ACTIVITY:
Answer these questions from the article on Fanny Lumsden's album launch:
1. Where will the album Fallow be launched?
2. In what year did Fanny win her first Golden Guitar, and for which category?
3. How many kilometres have Fanny and her husband Dan clocked up on their Country Halls Tour?

If music heals the soul, there’s an event this weekend that is sure to bring medicinal value to the scorched Snowy Mountain ranges.
And if there is a place in need of a salve it’s Tooma, 31 kilometres south of Tumbarumba – population 101 – and one place few people wanted to be in January.
But Australian country music singer and songwriter Edwina Margaret “Fanny” Lumsden was there, and her first-hand experience of a conjoined 600,000 hectare megafire that threatened her home, family, neighbours and community plays out in a hauntingly memorable body of work titled Fallow.
It’s fitting, then, that this, her latest album will be launched in conjunction with a bushfire fundraiser from 5 pm this Saturday, March 14 at Tooma Recreation Reserve.
An album recorded in a stone hut on the western side of the Snowy Mountains, Fallow’s poignant tenet is one of loss, bringing new life into the world, possibility and new beginnings.
It’s a departure from Fanny’s usually upbeat, humorous style, reflective of some very personal experiences of the past three years; the birth of her son and loss of her partner’s mother to cancer.
It also draws on the harrowing month she and her family experienced early January, without power, cut off from the world with fires burning within a kilometre of her home.
Fanny recently described the experience.
“Our valley was cut-off in all directions so they evacuated emergency personnel, there were no firefighters just local farmers there to protect their properties,” she said.
For those of you not familiar with Fanny – this is a girl born and bred in western NSW where she grew up riding horses and helping out on the family farm.
But it was her father who, despite living in the plains, instilled in her a deep and abiding love and respect for the mountains which came to be her home and inspired “Mountain Song” – the album’s title song which she wrote after returning to her home valley after a day in the high country.
And even Fanny will admit the timing of another song, “This Too Shall Pass”, was weird.
“It’s pretty straight up about how the good and the bad passes,” she said, “all time passes, just be there for it.”
Recorded back in May 2019, Fanny says the theme is more relevant in the aftermath of the fires.
It’s hard to believe that 18 years have passed since Fanny Lumsden and the Thrillseekers burst onto the scene with October 2012 debut EP titled Miss.
Her debut album Small Town Big Shot was rereleased in September 2015 and nominated for an ARIA Award for Best Country Album at the 2016 ARIA Music Awards. The album produced two singles “Soapbox” and “Land of Gold”, which reached number one on The Country Music Channel and she won CMC New OZ Music artist of the Year.
In 2017, Fanny won her first Golden Guitar for New Talent of the Year. Later that year she was nominated for another three Golden Guitars.
Her second album Real Class Act was released in September 2017. It debuted at number one on the ARIA Country Charts.
The album then went on to win the 2018 Independent Country Album at the Australian Independent Record (AIR) awards and was nominated for Best Country Album at the ARIA Music Awards of 2018.
Fanny and her team recently have taken home two Golden Guitar’s for CMC’s Video Clip of the year; last year for “Elastic Waistband” and in January for “Real Men Don’t Cry (War On Pride)”.
No stranger to the country roads, Fanny and her husband Dan have clocked up 150,000 kilometres on their self-produced Country Halls Tour, selling out halls and celebrating live original music throughout Australia.
But this weekend it is all about Tooma, the community that stuck together in the face of a firestorm.
This weekend, Fanny, the band and crew are donating their time, their production, their work with all proceeds going to the Tooma Community Bushfire recovery fund, which is raising money to help with the clean-up, rebuild fences, sheds, provide feed for pets and stock, mental health resources and more.
Free bus transport is available from Corryong and Tumbarumba for the launch. Camping facilities are available at Tooma Rec Reserve.

EXTRACTED MATERIAL:

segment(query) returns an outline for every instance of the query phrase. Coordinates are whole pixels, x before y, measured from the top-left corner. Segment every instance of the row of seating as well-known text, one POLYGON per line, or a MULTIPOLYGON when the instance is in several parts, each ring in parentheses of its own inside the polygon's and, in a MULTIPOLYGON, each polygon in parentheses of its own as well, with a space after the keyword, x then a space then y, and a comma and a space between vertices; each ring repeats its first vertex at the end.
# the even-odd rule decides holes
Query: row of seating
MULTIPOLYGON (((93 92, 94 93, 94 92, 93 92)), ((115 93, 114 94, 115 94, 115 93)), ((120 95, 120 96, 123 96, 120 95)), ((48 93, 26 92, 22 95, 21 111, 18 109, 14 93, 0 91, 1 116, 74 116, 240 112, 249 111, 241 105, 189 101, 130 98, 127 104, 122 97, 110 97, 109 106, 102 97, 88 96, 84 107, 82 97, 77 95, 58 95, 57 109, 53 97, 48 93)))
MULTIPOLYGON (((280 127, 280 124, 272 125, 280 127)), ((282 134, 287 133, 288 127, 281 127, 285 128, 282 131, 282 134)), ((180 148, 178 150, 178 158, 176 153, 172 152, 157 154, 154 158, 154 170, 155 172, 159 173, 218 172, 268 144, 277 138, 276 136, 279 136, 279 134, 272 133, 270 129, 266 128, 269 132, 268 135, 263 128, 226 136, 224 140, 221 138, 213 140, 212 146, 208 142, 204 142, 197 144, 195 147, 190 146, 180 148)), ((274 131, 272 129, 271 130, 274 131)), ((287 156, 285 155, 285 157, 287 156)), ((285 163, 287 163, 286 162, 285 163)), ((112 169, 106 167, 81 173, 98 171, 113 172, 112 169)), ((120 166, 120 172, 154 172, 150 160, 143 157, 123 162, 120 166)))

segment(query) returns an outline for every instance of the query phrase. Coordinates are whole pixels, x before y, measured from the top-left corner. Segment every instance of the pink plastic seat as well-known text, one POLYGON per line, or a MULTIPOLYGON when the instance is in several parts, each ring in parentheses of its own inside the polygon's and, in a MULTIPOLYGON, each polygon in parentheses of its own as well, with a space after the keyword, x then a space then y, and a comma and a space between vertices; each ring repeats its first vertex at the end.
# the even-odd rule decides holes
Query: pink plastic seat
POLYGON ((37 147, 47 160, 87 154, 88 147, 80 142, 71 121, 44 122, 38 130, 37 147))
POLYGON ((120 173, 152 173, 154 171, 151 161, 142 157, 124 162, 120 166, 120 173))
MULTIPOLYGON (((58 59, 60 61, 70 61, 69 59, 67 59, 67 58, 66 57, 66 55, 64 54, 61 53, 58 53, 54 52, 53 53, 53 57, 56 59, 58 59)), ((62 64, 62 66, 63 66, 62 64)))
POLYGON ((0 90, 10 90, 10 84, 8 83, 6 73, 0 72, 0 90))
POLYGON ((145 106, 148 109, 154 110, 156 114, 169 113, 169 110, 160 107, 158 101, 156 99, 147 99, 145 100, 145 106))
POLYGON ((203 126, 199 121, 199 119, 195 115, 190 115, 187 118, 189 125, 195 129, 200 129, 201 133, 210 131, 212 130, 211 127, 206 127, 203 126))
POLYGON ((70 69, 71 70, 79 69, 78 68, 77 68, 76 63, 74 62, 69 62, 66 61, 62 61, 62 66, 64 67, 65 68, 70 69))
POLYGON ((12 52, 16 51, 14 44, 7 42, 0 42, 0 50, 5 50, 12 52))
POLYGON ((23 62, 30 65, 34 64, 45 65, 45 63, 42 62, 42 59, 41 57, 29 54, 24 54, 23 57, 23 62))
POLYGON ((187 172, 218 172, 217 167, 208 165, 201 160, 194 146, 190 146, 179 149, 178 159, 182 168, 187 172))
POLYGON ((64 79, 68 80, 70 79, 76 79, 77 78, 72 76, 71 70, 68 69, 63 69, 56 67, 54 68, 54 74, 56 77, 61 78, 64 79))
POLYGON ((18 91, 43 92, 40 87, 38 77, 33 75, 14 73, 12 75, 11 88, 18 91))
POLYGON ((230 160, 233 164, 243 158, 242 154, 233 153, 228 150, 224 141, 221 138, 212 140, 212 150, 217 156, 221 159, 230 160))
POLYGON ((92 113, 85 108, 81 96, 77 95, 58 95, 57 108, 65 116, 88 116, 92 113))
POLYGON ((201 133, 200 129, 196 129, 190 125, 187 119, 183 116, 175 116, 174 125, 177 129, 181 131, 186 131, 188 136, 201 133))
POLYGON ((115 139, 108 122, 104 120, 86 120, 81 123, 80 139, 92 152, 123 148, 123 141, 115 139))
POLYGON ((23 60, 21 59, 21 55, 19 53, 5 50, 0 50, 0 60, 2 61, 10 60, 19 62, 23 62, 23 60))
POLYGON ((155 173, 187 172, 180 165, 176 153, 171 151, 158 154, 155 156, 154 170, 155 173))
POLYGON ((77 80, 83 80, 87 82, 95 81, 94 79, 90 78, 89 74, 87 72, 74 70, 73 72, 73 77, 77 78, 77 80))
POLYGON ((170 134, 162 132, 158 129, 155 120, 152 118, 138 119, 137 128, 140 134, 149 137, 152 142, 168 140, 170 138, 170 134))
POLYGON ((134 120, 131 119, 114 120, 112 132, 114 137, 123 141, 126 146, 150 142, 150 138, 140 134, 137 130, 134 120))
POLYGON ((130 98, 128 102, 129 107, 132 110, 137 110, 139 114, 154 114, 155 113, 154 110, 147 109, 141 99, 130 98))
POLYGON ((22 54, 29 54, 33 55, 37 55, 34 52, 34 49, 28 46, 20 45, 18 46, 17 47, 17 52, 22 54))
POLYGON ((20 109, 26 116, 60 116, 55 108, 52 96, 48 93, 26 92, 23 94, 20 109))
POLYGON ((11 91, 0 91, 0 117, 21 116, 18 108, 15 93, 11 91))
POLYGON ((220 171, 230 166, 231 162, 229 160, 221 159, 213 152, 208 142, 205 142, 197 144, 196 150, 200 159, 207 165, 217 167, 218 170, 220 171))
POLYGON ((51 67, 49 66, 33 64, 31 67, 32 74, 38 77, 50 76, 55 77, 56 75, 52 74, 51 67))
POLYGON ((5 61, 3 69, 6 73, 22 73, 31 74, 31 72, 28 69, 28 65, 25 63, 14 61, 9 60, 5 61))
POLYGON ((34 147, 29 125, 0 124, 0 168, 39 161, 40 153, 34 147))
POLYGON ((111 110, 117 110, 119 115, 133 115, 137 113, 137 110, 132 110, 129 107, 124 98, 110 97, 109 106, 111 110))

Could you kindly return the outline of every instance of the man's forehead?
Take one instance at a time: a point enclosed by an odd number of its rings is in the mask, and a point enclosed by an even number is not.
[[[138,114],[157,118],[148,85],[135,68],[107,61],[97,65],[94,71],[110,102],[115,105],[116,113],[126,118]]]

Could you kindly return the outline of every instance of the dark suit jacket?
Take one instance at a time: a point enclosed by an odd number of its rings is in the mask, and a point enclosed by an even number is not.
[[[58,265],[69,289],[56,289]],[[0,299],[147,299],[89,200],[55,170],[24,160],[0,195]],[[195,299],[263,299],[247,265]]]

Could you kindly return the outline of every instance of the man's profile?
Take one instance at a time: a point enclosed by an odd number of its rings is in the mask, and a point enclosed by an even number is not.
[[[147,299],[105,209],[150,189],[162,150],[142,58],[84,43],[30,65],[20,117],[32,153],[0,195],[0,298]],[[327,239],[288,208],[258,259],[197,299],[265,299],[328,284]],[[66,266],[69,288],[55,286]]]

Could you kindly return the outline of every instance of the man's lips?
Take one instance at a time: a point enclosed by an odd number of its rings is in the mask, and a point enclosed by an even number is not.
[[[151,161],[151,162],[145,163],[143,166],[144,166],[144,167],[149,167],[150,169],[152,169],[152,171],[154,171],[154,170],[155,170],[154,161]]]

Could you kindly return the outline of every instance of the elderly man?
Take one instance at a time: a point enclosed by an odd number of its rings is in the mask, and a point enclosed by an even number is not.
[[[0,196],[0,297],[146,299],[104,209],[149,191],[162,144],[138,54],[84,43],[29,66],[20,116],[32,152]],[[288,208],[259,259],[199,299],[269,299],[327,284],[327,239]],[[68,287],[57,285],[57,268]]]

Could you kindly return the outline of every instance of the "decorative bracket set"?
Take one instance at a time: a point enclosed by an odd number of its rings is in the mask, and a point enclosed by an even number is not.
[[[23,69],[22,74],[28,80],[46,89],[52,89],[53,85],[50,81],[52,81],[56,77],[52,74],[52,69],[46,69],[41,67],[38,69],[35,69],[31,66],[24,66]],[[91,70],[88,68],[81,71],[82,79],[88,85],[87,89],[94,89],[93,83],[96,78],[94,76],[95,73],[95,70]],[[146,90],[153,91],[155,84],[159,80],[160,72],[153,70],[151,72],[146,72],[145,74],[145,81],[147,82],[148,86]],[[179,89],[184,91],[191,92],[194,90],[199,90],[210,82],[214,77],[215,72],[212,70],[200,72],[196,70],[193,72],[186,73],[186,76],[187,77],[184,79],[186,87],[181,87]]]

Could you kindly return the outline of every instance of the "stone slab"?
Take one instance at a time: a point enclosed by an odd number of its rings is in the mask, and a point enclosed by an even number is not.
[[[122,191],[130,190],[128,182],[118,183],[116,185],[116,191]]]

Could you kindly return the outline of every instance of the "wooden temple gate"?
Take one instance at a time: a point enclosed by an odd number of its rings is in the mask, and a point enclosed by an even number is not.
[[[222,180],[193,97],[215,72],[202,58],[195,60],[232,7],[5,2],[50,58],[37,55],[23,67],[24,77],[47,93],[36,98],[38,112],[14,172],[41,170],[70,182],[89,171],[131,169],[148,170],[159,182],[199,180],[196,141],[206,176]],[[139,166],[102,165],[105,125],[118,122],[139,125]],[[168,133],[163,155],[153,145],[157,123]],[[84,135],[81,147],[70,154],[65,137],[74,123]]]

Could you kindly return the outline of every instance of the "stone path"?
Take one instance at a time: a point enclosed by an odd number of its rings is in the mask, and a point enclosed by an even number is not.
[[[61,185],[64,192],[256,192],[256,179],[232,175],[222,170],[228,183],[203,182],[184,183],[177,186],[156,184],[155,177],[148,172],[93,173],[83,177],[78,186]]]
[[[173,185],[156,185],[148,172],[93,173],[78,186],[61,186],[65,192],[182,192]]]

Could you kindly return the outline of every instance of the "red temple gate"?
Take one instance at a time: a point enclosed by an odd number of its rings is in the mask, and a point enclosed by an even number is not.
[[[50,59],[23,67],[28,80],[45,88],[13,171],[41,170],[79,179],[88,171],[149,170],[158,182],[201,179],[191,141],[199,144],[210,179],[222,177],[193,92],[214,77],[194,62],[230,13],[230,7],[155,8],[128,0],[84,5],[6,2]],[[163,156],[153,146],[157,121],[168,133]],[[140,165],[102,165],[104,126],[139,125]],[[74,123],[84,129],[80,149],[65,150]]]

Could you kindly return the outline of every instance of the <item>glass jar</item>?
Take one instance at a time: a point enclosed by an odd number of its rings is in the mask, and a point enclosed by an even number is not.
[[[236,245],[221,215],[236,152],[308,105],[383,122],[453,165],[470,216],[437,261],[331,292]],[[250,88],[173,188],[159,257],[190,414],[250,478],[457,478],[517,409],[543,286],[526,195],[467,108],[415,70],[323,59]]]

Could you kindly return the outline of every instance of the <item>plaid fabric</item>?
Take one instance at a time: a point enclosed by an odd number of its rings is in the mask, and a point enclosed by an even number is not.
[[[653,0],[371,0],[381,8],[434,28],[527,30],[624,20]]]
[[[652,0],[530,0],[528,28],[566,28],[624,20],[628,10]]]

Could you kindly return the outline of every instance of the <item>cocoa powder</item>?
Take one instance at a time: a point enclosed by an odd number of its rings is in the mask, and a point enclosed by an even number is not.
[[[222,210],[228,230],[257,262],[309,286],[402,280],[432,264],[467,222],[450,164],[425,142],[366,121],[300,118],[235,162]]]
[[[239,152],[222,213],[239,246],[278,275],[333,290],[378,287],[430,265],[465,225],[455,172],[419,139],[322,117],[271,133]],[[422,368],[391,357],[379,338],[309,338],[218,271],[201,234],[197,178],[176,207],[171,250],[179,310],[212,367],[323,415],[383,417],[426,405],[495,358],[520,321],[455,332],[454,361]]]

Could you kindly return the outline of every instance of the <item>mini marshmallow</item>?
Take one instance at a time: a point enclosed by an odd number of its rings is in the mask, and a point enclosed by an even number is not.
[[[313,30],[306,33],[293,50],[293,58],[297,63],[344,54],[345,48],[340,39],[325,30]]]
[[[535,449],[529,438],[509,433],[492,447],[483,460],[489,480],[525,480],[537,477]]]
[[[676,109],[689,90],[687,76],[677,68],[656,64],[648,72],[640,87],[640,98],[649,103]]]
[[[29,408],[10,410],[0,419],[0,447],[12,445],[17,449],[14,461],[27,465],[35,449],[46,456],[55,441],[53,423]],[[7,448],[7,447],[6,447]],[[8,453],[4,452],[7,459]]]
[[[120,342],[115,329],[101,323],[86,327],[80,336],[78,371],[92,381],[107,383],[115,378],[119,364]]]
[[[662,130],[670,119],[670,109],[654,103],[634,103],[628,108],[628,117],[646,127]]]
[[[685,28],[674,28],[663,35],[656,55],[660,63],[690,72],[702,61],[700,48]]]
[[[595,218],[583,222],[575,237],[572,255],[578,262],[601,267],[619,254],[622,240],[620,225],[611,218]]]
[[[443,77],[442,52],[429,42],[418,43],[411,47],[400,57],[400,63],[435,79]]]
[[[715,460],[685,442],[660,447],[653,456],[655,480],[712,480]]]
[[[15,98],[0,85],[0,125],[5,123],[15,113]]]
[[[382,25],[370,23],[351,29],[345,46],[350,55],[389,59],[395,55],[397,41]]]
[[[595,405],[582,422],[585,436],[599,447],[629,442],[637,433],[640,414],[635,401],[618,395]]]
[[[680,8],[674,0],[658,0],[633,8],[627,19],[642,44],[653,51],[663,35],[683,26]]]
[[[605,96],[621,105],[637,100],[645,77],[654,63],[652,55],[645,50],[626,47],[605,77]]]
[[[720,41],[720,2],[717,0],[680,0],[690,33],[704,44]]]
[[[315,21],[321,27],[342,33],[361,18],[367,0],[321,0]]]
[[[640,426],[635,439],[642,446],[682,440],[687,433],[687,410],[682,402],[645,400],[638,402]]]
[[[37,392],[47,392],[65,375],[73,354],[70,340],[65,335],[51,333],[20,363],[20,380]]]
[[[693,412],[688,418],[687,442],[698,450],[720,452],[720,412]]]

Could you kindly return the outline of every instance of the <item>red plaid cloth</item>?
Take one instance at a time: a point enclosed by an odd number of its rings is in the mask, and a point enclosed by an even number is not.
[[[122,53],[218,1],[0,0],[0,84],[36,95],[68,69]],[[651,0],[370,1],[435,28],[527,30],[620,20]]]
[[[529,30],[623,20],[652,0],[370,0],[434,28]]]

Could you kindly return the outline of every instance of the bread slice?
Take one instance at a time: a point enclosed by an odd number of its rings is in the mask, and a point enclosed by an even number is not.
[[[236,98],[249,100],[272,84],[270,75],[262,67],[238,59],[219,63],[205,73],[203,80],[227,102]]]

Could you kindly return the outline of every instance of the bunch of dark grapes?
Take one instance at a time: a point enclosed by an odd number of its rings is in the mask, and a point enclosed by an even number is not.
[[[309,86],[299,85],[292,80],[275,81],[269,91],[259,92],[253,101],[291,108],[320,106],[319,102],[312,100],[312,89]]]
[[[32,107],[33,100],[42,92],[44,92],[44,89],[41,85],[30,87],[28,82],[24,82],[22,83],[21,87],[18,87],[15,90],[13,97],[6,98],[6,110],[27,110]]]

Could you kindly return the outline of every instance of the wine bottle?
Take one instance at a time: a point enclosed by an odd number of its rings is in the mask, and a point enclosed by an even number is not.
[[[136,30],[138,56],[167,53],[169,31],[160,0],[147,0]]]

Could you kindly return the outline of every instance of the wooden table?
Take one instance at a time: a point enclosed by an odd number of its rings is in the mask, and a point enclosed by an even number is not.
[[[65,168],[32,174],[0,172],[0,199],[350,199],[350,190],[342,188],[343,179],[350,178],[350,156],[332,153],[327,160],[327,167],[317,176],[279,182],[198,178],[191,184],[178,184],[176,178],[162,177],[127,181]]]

EXERCISE RESULT:
1. At Tooma Recreation Reserve.
2. In 2017, for New Talent of the Year.
3. 150,000 kilometres.